**Work to complete:** From the items below, pick out every line containing the word "building" and copy each one.

:: Supplied entries ::

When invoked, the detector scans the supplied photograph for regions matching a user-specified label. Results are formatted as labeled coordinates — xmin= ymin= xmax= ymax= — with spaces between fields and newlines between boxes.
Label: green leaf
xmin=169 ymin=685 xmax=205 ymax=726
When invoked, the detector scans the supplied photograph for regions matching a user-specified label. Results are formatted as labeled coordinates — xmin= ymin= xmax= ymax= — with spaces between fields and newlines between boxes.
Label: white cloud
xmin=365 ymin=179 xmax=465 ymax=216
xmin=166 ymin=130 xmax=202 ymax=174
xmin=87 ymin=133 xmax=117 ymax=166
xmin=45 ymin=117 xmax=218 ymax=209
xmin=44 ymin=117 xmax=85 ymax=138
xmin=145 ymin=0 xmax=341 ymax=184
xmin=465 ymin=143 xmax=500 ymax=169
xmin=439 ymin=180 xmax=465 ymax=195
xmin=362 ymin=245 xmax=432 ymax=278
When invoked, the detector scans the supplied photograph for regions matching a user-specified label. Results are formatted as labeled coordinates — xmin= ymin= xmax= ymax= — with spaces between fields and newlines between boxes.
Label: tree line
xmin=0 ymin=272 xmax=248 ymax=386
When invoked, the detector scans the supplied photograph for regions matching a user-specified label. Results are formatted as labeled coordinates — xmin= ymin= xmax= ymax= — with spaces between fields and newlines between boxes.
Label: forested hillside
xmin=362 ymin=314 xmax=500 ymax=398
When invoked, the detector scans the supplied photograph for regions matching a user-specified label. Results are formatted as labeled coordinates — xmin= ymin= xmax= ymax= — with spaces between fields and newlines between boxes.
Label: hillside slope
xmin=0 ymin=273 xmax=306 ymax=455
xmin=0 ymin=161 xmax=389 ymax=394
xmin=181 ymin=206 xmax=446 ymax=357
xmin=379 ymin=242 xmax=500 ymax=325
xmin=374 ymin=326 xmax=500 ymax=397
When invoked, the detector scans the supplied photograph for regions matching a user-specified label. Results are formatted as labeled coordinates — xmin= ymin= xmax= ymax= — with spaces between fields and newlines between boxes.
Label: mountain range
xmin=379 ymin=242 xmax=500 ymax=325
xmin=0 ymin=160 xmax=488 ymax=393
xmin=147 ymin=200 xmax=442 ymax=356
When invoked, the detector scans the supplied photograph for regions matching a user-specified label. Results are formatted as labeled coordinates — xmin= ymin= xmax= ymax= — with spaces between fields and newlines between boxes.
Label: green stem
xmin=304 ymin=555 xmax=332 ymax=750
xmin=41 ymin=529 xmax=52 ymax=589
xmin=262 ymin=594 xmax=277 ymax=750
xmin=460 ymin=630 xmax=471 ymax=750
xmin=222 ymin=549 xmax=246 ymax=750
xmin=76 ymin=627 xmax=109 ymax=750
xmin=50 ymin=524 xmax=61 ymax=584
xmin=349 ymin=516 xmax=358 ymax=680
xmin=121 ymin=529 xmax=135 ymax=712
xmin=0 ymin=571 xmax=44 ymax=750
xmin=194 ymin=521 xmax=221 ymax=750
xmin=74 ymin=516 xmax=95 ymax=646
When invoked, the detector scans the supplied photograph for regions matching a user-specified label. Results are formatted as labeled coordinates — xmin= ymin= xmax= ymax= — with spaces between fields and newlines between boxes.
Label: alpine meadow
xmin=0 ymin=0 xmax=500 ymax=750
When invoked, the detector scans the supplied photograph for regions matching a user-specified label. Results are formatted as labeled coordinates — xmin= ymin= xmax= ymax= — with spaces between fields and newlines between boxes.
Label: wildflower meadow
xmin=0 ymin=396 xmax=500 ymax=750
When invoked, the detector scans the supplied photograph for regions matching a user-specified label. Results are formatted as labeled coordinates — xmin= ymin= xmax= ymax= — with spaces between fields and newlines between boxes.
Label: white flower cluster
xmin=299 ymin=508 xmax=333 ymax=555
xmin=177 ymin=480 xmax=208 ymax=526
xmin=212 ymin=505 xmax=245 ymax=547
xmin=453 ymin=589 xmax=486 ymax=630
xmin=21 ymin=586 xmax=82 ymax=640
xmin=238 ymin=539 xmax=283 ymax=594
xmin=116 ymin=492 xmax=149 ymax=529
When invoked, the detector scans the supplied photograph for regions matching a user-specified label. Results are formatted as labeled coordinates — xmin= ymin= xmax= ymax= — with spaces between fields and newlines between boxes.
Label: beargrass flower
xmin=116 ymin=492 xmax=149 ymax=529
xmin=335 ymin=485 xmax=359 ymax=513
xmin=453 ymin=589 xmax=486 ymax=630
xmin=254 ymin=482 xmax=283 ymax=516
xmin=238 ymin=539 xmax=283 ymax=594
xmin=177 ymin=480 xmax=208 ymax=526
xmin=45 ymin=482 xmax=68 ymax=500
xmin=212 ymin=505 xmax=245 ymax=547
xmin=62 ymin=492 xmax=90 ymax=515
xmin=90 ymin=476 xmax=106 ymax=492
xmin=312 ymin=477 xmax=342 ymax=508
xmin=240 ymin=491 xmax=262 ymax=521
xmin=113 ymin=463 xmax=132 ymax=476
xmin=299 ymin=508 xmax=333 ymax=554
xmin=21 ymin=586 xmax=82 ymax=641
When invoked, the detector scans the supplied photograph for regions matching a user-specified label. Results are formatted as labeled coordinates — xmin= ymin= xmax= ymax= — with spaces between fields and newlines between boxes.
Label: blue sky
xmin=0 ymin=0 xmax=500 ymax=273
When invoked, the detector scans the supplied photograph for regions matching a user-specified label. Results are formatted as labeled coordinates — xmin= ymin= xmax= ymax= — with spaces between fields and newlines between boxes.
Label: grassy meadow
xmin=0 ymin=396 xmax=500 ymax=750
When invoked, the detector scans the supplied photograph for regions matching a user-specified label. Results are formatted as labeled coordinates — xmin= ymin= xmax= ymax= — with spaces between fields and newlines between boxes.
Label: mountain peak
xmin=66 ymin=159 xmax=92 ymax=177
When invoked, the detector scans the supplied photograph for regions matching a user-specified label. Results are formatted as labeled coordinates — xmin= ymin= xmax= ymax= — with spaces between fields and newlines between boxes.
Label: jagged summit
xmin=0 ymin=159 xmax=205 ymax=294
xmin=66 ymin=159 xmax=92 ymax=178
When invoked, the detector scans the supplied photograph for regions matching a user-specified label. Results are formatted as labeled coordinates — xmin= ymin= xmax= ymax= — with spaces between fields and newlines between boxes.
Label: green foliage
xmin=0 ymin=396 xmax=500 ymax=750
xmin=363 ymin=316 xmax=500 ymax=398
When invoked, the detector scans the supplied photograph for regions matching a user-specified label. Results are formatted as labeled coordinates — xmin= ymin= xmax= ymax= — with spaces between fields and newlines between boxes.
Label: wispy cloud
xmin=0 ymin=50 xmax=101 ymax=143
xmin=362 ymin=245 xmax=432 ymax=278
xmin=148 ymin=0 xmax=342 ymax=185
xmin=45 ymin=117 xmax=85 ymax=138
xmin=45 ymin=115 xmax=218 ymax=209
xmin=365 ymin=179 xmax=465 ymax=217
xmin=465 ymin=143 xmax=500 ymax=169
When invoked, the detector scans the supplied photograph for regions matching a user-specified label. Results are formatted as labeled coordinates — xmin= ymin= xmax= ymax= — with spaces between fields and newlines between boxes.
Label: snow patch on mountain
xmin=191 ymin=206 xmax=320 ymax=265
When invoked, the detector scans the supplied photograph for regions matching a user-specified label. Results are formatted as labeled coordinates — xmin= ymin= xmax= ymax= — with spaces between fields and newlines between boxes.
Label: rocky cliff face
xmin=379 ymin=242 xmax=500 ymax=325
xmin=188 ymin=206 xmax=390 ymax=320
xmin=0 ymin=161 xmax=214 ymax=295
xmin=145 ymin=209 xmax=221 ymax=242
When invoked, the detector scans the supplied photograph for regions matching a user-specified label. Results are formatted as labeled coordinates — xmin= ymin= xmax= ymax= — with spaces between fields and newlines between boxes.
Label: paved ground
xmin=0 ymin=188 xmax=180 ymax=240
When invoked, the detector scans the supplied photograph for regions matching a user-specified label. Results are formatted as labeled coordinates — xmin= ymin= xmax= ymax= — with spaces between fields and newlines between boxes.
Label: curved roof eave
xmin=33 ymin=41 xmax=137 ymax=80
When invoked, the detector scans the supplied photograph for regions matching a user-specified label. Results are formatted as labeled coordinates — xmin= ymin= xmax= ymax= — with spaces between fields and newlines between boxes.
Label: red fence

:::
:: Supplied entries ::

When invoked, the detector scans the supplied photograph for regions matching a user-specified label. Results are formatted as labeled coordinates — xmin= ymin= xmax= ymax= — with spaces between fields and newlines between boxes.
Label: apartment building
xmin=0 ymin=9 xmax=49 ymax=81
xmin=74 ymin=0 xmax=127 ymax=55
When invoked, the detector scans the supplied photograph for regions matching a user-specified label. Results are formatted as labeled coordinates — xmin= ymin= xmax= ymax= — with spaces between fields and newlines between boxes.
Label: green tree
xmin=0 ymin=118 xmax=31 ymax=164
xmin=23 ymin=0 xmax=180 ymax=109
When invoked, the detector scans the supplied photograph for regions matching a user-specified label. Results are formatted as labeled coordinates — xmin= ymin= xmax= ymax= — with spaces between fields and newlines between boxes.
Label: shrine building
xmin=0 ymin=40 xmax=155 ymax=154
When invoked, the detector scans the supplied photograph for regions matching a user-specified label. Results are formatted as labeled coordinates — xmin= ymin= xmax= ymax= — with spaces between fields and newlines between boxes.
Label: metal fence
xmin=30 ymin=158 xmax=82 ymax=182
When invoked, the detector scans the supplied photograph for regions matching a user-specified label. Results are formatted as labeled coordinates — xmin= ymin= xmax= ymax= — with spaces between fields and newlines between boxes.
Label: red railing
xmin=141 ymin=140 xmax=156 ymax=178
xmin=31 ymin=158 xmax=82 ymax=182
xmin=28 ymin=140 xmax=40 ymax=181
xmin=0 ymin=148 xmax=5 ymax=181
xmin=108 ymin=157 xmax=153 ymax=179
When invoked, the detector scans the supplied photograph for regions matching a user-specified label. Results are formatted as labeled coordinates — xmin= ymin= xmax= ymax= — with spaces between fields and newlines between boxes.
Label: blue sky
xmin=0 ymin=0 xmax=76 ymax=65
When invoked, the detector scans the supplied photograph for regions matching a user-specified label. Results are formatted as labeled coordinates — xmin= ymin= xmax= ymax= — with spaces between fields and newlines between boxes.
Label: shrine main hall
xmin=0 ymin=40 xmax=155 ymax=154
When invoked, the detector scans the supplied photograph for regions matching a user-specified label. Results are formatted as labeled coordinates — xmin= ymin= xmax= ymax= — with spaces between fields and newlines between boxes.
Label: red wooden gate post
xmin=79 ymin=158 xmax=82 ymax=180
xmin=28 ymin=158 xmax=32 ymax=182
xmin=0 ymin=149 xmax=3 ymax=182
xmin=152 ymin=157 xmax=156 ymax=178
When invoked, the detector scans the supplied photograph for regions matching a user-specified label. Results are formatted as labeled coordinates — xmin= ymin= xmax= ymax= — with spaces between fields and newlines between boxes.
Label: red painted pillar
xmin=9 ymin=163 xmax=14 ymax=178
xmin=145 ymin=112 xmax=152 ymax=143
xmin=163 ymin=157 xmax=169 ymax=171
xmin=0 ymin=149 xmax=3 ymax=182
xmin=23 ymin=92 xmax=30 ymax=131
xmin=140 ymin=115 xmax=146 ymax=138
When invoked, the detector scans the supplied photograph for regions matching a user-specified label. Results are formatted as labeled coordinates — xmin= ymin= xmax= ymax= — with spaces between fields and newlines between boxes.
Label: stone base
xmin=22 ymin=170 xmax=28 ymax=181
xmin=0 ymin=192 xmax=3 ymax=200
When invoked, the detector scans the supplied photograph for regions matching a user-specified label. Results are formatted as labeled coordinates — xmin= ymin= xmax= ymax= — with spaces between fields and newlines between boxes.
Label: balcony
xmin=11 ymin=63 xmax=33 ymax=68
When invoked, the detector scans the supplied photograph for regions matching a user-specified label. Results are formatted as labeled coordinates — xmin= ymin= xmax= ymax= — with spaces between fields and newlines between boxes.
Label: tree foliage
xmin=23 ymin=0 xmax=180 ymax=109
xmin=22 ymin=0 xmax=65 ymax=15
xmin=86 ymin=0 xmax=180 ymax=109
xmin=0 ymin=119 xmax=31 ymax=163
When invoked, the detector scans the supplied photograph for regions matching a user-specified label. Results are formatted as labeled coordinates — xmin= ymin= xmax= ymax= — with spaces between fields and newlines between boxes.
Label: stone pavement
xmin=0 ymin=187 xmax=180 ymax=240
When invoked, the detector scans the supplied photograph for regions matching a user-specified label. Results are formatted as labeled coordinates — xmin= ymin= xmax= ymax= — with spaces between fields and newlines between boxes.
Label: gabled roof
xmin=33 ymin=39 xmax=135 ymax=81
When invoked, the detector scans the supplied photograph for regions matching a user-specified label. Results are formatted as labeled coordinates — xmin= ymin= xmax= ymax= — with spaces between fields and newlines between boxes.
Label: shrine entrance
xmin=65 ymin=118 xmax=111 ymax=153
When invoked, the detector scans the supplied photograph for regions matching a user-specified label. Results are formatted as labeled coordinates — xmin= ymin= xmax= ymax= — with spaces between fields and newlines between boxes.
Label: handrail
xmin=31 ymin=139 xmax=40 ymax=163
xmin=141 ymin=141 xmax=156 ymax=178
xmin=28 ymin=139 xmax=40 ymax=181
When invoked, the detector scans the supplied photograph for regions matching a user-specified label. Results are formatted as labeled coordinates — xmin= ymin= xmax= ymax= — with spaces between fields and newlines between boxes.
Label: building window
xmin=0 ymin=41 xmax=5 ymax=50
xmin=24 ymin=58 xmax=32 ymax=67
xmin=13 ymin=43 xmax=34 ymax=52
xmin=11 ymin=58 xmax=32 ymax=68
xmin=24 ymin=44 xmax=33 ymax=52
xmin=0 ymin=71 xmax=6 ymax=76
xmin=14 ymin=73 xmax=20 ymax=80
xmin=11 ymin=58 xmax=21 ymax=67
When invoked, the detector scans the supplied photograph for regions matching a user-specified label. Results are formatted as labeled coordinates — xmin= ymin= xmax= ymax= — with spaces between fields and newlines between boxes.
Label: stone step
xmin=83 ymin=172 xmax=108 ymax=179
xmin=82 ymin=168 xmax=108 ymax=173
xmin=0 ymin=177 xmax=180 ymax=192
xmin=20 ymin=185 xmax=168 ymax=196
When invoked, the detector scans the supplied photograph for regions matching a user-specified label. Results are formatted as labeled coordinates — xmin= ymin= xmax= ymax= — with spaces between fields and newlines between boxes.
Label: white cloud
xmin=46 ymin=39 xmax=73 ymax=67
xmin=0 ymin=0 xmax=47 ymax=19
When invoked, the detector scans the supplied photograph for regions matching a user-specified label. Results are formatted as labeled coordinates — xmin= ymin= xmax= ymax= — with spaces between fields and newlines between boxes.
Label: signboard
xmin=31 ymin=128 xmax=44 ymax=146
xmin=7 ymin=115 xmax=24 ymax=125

:::

**Result of the exercise:**
Label: apartment building
Label: shrine building
Label: building window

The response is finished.